Segment Start: Passage provided
Laurent Robinson knows a thing or two about concussions.
Or three. Or four.
Robinson, a Rockledge High graduate, experienced that many — four head injuries with a temporary loss of brain function — last season with the Jacksonville Jaguars.
“I didn’t think they (the concussions) were that severe at first,” Robinson said. “I try to be the man, try to be the tough guy and try to fight through them and play through them. I ended up hurting myself in the long run: Causing myself to suffer more concussions by not taking the right protocol and not understanding the severity of it and the long-term effects.”
After one concussion-filled season, the Jaguars waived him — despite signing him to a five-year, $32.5 million contract with $14 million in guarantees — in March.
“You can’t explain why things happen, you just have to deal with them,” Robinson said. “I’m doing the best I can dealing with it. I’m having a positive attitude about it.”
Robinson’s positive attitude shows, especially when he’s back where he calls home. On Wednesday, the former Raider returned to his former stomping grounds on Rockledge High’s campus to promote player safety and concussion awareness.
“Rockledge is my roots,” Robinson said. “Without Rockledge I wouldn’t be where I am today football-wise. I wanted to give back after all that I’ve been through.”
Robinson, along with Impakt Protective Inc., dedicated 20 Shockbox impact alert sensors to be installed in Rockledge football players’ helmets. The wireless sensors transmit (via Bluetooth) a visual and audio signal to a user’s smartphone app to gauge the different types of at-risk hits a player has experienced. The immediate information helps coaches, parents and team medical staff better diagnose a potential concussion.
Segment End: Passage provided
Carry on the article about Laurent Robinson's concussions and his visit to Rockledge High from the point where it stops. The items that come next have nothing to do with the article about Laurent Robinson.
Segment Start: Data extract
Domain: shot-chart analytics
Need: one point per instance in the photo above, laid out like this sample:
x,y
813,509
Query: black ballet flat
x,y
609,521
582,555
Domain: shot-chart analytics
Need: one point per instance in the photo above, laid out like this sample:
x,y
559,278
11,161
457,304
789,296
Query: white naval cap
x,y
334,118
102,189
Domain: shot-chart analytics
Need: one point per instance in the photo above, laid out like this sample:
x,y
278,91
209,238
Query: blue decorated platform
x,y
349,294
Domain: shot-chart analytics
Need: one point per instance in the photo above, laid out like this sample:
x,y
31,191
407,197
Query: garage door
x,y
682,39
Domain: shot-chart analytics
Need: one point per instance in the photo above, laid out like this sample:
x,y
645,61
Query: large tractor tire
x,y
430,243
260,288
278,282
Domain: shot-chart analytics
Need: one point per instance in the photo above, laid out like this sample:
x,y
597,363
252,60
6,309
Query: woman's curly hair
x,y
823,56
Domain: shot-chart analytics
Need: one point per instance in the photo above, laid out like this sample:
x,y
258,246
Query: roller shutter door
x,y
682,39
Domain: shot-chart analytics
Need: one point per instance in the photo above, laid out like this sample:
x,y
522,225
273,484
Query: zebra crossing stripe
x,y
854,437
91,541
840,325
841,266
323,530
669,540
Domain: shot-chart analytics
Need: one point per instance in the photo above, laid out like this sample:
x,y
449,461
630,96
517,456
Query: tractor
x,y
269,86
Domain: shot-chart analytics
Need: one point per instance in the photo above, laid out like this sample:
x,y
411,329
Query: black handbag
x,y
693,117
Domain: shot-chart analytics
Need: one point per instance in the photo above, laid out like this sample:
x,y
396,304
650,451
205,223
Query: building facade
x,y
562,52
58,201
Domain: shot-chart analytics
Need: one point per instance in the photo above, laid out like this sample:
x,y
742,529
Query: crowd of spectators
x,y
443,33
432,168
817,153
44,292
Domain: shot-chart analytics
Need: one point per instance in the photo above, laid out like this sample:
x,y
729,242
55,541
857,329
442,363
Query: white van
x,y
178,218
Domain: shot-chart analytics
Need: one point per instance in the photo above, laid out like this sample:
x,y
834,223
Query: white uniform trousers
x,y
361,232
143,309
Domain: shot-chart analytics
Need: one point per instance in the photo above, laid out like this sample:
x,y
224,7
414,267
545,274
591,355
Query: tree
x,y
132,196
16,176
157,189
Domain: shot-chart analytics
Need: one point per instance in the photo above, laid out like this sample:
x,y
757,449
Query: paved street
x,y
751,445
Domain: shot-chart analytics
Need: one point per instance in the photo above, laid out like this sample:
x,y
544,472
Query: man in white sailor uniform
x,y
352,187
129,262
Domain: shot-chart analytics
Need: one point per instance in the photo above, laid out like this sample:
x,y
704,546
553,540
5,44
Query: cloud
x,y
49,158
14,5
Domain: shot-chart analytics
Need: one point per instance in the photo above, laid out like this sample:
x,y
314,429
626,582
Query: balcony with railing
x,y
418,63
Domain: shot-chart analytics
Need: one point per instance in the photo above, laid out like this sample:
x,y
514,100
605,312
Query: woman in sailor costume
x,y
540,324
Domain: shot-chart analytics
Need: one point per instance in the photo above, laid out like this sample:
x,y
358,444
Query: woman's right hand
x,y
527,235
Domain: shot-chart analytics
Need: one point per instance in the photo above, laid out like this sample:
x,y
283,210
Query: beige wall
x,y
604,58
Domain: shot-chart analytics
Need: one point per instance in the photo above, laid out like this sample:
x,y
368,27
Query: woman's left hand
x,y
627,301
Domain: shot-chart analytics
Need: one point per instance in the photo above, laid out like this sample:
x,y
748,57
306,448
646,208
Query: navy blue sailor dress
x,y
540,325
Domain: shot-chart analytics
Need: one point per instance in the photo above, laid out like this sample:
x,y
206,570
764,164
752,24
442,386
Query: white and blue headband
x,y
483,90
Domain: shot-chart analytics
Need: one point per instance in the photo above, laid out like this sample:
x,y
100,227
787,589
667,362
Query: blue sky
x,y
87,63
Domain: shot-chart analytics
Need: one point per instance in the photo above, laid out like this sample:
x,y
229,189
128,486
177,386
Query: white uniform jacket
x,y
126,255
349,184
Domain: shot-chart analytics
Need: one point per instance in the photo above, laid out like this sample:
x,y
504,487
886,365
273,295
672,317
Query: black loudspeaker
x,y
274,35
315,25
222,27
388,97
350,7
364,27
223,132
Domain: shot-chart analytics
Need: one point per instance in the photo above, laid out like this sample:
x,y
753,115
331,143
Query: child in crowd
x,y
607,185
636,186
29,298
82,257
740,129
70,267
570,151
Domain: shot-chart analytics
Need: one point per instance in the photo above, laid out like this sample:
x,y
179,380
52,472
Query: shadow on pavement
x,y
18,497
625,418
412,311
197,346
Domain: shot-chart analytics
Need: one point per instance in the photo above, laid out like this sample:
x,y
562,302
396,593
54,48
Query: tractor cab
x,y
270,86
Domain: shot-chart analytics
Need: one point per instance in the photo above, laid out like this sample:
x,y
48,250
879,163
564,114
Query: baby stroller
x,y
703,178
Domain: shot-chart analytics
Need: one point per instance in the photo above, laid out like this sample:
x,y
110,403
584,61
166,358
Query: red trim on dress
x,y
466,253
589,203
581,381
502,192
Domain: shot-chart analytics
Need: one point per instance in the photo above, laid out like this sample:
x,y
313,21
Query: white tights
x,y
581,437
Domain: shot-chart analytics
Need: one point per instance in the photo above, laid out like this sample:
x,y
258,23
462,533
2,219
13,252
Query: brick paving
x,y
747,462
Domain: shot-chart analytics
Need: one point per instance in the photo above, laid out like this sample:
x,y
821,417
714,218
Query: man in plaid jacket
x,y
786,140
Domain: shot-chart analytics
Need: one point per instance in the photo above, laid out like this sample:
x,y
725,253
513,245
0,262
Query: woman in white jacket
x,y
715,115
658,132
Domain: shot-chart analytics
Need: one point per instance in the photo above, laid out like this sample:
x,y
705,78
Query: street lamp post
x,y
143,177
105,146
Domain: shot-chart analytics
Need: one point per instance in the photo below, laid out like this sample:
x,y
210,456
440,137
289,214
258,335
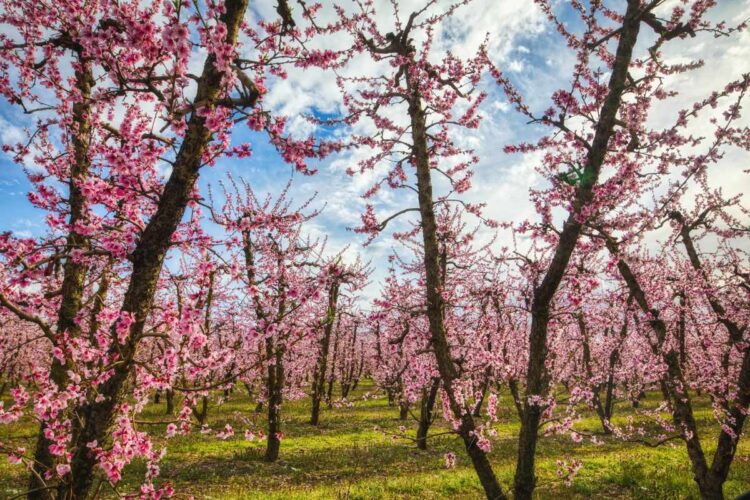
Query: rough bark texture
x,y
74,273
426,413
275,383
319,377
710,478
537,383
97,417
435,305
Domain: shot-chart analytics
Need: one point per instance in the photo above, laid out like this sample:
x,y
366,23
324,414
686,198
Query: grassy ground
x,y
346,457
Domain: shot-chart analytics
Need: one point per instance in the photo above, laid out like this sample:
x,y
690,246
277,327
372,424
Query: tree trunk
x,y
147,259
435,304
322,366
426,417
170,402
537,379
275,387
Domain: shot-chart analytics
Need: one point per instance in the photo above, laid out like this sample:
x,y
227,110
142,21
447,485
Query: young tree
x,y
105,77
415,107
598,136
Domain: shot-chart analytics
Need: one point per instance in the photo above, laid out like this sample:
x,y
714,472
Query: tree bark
Segment End: Data extract
* Exercise output *
“Shockbox opened my eyes up to concussions,” Robinson said. “Players know when a hit is too hard, they know when they need to get the trainer and not be afraid to say that, you know, ‘My head is not feeling how it’s supposed to be feeling.’ “
The free-agent wideout hopes his experience with concussions opens the eyes of other football players. His message: Playing through a concussion is not worth it.
“Back in the day when concussions weren’t so big and talked about, the trainers on teams would just say, ‘Oh, shake it off. Take a play off or two and get back in there,’ ” Robinson said. “But it’s more severe than that: You’re causing brain damage to your head.”
Robinson learned the hard way, and now he’s working hard every day to get back to where he was before the concussions.
“I’ve been using this offseason to get healthy,” he said. “I’m taking this offseason to get fully healthy, take care of my body, and get my head fully healthy so I can get out there and play.”
About a month and a half ago, Robinson went to his neurologist to get medically cleared to play football again. He last saw an NFL field in November.
His doctor wouldn’t clear him to play.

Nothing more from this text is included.